Task description: Give the lines below as a numbered list, leaving out blank lines and the pictures.

* start *

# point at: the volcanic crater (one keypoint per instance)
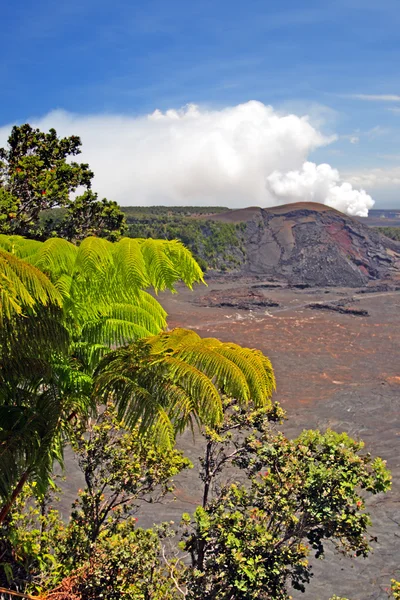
(310, 243)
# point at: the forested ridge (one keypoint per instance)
(87, 362)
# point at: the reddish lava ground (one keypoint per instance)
(333, 370)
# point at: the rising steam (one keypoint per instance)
(239, 156)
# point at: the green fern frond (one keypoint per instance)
(22, 287)
(110, 331)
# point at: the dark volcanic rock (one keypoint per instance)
(312, 244)
(242, 299)
(359, 312)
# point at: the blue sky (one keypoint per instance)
(338, 61)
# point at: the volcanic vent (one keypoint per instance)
(309, 243)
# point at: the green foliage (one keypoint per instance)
(35, 170)
(121, 469)
(176, 378)
(391, 232)
(87, 216)
(214, 244)
(100, 552)
(252, 540)
(36, 175)
(248, 540)
(98, 279)
(55, 330)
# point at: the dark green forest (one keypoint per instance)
(215, 245)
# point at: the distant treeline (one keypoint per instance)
(391, 232)
(214, 244)
(133, 211)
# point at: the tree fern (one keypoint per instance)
(186, 376)
(99, 278)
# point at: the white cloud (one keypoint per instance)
(320, 183)
(237, 156)
(376, 97)
(375, 179)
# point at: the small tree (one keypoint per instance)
(252, 540)
(36, 175)
(88, 216)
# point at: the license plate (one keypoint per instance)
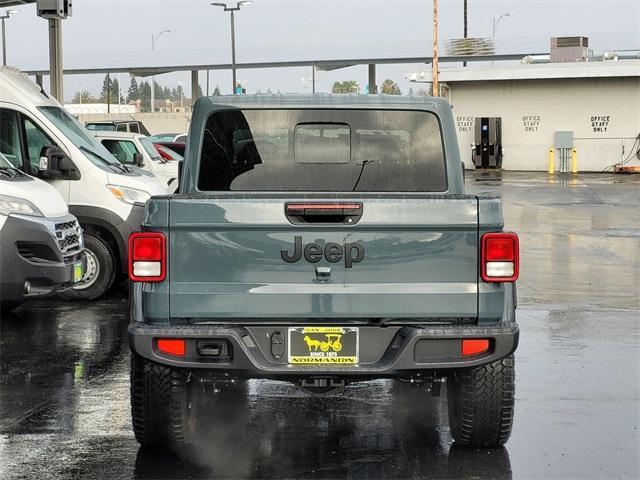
(323, 345)
(78, 272)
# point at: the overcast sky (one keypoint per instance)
(118, 33)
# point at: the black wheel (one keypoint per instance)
(101, 270)
(481, 404)
(161, 407)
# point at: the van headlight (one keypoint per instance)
(9, 205)
(128, 195)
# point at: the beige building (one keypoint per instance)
(598, 101)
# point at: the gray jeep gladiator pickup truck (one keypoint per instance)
(322, 240)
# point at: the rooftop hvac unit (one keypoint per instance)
(569, 49)
(60, 9)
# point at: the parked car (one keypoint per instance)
(39, 137)
(171, 150)
(323, 243)
(41, 247)
(137, 150)
(170, 137)
(132, 126)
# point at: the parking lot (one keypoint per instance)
(64, 381)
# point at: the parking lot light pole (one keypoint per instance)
(154, 40)
(4, 17)
(495, 25)
(232, 10)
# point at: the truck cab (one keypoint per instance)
(43, 140)
(41, 243)
(323, 240)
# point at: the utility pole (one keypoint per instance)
(464, 64)
(436, 87)
(232, 10)
(154, 40)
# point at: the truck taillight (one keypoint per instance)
(500, 257)
(147, 257)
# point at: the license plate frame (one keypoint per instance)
(323, 345)
(78, 271)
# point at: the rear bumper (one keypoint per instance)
(385, 352)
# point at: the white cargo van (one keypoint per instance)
(40, 242)
(136, 150)
(40, 138)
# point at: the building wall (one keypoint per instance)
(603, 113)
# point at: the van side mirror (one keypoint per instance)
(54, 164)
(138, 160)
(180, 165)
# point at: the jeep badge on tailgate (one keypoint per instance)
(333, 252)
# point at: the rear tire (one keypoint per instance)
(481, 404)
(101, 270)
(161, 408)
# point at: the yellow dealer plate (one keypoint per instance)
(323, 345)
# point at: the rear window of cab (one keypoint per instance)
(324, 150)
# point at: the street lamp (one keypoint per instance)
(154, 40)
(6, 15)
(495, 25)
(233, 34)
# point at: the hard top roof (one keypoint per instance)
(401, 102)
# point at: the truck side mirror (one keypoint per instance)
(54, 163)
(138, 159)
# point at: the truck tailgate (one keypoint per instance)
(227, 259)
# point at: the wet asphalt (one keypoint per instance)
(64, 386)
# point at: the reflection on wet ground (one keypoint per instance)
(64, 399)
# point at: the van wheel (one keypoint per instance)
(481, 404)
(100, 274)
(162, 410)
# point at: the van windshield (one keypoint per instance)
(79, 135)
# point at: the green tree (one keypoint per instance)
(390, 87)
(134, 91)
(159, 91)
(83, 96)
(347, 86)
(110, 90)
(177, 93)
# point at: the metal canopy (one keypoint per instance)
(13, 3)
(321, 65)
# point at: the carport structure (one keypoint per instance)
(55, 49)
(56, 71)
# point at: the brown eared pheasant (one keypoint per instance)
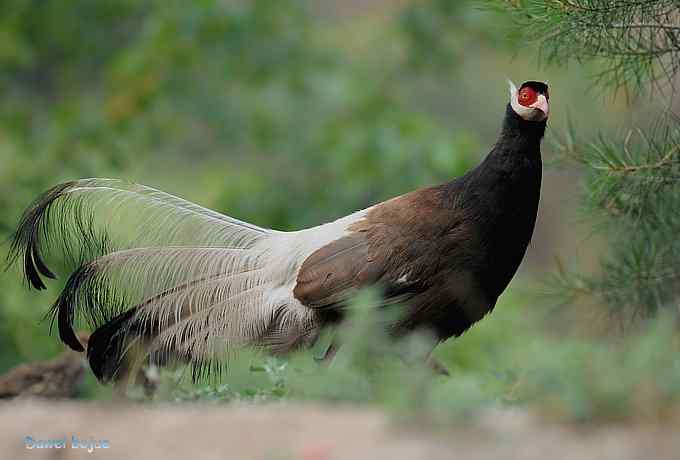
(182, 282)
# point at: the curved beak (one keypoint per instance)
(542, 105)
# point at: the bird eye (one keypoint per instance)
(527, 96)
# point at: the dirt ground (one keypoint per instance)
(309, 432)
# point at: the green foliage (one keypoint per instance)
(632, 192)
(634, 42)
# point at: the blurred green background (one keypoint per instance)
(288, 113)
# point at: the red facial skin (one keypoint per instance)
(527, 96)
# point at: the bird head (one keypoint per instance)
(530, 101)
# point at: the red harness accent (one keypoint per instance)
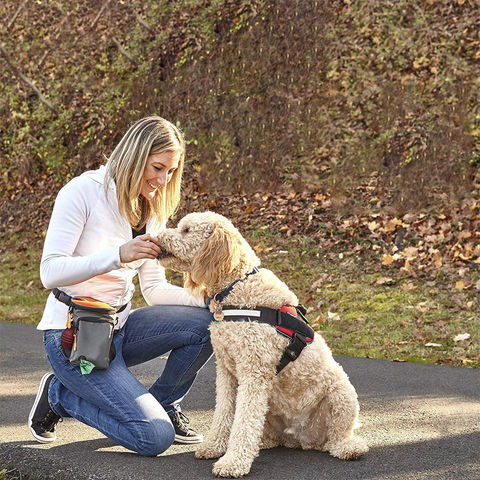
(287, 331)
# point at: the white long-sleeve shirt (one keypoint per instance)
(81, 254)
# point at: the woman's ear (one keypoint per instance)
(217, 257)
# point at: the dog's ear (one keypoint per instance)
(218, 256)
(193, 287)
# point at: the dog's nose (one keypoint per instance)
(163, 253)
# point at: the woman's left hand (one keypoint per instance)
(143, 246)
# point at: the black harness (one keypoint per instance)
(296, 329)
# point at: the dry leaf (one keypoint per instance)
(387, 260)
(392, 225)
(408, 286)
(333, 316)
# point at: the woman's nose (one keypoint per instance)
(162, 179)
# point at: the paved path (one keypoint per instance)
(421, 422)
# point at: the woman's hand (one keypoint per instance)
(143, 246)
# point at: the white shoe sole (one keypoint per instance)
(38, 438)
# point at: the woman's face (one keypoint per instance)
(158, 171)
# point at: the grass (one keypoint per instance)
(358, 312)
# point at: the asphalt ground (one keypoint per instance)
(420, 421)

* end *

Response below:
1. # point at: the volcanic crater (one keypoint per instance)
2. (310, 243)
3. # point at: the forested ridge (one keypoint per instance)
4. (87, 362)
5. # point at: the reddish lava ground (one keypoint per instance)
6. (333, 370)
7. # point at: the rising steam (one keypoint per instance)
8. (239, 156)
9. # point at: the green fern frond (one keypoint per instance)
10. (22, 287)
11. (110, 331)
12. # point at: the dark volcanic rock (one keypoint per instance)
13. (312, 244)
14. (242, 299)
15. (359, 312)
16. # point at: the blue sky (one keypoint per instance)
17. (338, 61)
18. # point at: the volcanic vent (one keypoint per instance)
19. (309, 243)
20. # point at: the green foliage (one keypoint per instance)
21. (35, 170)
22. (121, 469)
23. (176, 378)
24. (391, 232)
25. (87, 216)
26. (214, 244)
27. (100, 552)
28. (252, 540)
29. (36, 175)
30. (248, 540)
31. (98, 279)
32. (55, 330)
33. # point at: the dark green forest (one keypoint per instance)
34. (215, 245)
35. # point at: the distant treeline (one keypoint per instance)
36. (391, 232)
37. (214, 244)
38. (133, 211)
39. # point at: the tree fern (one keypoint per instance)
40. (186, 376)
41. (99, 278)
42. # point at: the white cloud (one keypoint per instance)
43. (320, 183)
44. (237, 156)
45. (376, 97)
46. (375, 179)
47. # point at: the small tree (one keypoint per instance)
48. (252, 540)
49. (36, 175)
50. (88, 216)
51. # point at: the license plate (one keypoint per instance)
52. (323, 345)
53. (78, 272)
54. # point at: the overcast sky (one keypoint per instance)
55. (118, 33)
56. # point at: the black wheel (one keypoint per instance)
57. (101, 270)
58. (481, 404)
59. (161, 407)
60. # point at: the van headlight (one keypoint per instance)
61. (9, 205)
62. (128, 195)
63. # point at: the beige building (one keypoint per instance)
64. (598, 101)
65. # point at: the gray jeep gladiator pickup truck (one keypoint per instance)
66. (322, 240)
67. # point at: the rooftop hvac unit (one keypoint per instance)
68. (569, 49)
69. (60, 9)
70. # point at: the parked car (one keypoint per instance)
71. (39, 137)
72. (171, 150)
73. (323, 243)
74. (41, 247)
75. (137, 150)
76. (170, 137)
77. (132, 126)
78. # point at: the parking lot (one keypoint per instance)
79. (64, 381)
80. # point at: the parking lot light pole (one keypoint per instance)
81. (154, 40)
82. (4, 17)
83. (495, 25)
84. (232, 10)
85. # point at: the truck cab (one keypoint per instance)
86. (43, 140)
87. (41, 243)
88. (323, 240)
89. # point at: the utility pole (one keypoint per instance)
90. (464, 64)
91. (436, 87)
92. (232, 10)
93. (154, 40)
94. # point at: the truck taillight (one keypoint per instance)
95. (500, 257)
96. (147, 257)
97. # point at: the license plate frame (one keypoint per instance)
98. (323, 345)
99. (78, 271)
100. # point at: the rear bumper (one keypoint per instance)
101. (385, 352)
102. # point at: the white cargo van (one keypoint per instance)
103. (40, 242)
104. (136, 150)
105. (40, 138)
106. # point at: the building wall (one keypoint per instance)
107. (603, 113)
108. # point at: the van side mirror (one keypoint per instance)
109. (54, 164)
110. (138, 160)
111. (180, 165)
112. # point at: the jeep badge on tailgate (one keypoint per instance)
113. (333, 252)
114. # point at: the rear tire (one keypoint per instance)
115. (481, 404)
116. (101, 270)
117. (161, 408)
118. # point at: the yellow dealer plate (one keypoint per instance)
119. (323, 345)
120. # point at: the rear window of cab (one keypoint per instance)
121. (324, 150)
122. # point at: the street lamp (one keypoint per instance)
123. (154, 40)
124. (6, 15)
125. (495, 25)
126. (233, 34)
127. # point at: the hard top roof (one keypoint per instance)
128. (401, 102)
129. # point at: the truck side mirror (one keypoint per instance)
130. (54, 163)
131. (138, 159)
132. # point at: the truck tailgate (one keypoint per instance)
133. (227, 259)
134. # point at: the wet asphalt (one keypoint per instance)
135. (64, 386)
136. # point at: the reflection on wet ground (one keypoint per instance)
137. (64, 399)
138. # point at: the van wheel (one keypoint per instance)
139. (481, 404)
140. (100, 274)
141. (162, 410)
142. # point at: the van windshield (one keypoint per instance)
143. (79, 135)
144. # point at: the green tree (one keypoint per instance)
145. (390, 87)
146. (134, 91)
147. (159, 91)
148. (83, 96)
149. (347, 86)
150. (110, 90)
151. (177, 93)
152. # point at: the metal canopy (one keypoint per instance)
153. (13, 3)
154. (321, 65)
155. # point at: the carport structure (one keypoint per instance)
156. (55, 49)
157. (56, 71)
158. # point at: the brown eared pheasant (one keypoint per instance)
159. (182, 282)
160. # point at: the curved beak (one keypoint per instance)
161. (542, 105)
162. # point at: the bird eye (one keypoint per instance)
163. (527, 96)
164. # point at: the dirt ground (one keypoint per instance)
165. (309, 432)
166. # point at: the green foliage (one keypoint per instance)
167. (632, 192)
168. (634, 42)
169. # point at: the blurred green background (one keypoint per instance)
170. (288, 113)
171. # point at: the red facial skin (one keypoint per instance)
172. (527, 96)
173. # point at: the bird head (one keypoint per instance)
174. (530, 101)
175. # point at: the red harness accent (one keypoint per instance)
176. (287, 331)
177. # point at: the white long-sleeve shirt (one keypoint per instance)
178. (81, 254)
179. # point at: the woman's ear (one keypoint per instance)
180. (217, 257)
181. # point at: the dog's ear (one keypoint per instance)
182. (218, 256)
183. (193, 287)
184. # point at: the dog's nose (one keypoint per instance)
185. (163, 253)
186. # point at: the woman's left hand (one keypoint per instance)
187. (143, 246)
188. # point at: the black harness (one keypoint per instance)
189. (296, 329)
190. # point at: the dry leaf (one keypoint per instance)
191. (387, 260)
192. (392, 225)
193. (408, 286)
194. (333, 316)
195. # point at: the woman's nose (one keypoint per instance)
196. (162, 179)
197. # point at: the paved path (one keypoint per instance)
198. (421, 422)
199. # point at: the woman's hand (one keypoint per instance)
200. (143, 246)
201. # point at: the white shoe sole (one keypoint per instance)
202. (38, 438)
203. # point at: the woman's face (one keypoint per instance)
204. (158, 171)
205. # point at: the grass (one keypoint per instance)
206. (358, 312)
207. # point at: the asphalt ground (one keypoint per instance)
208. (420, 421)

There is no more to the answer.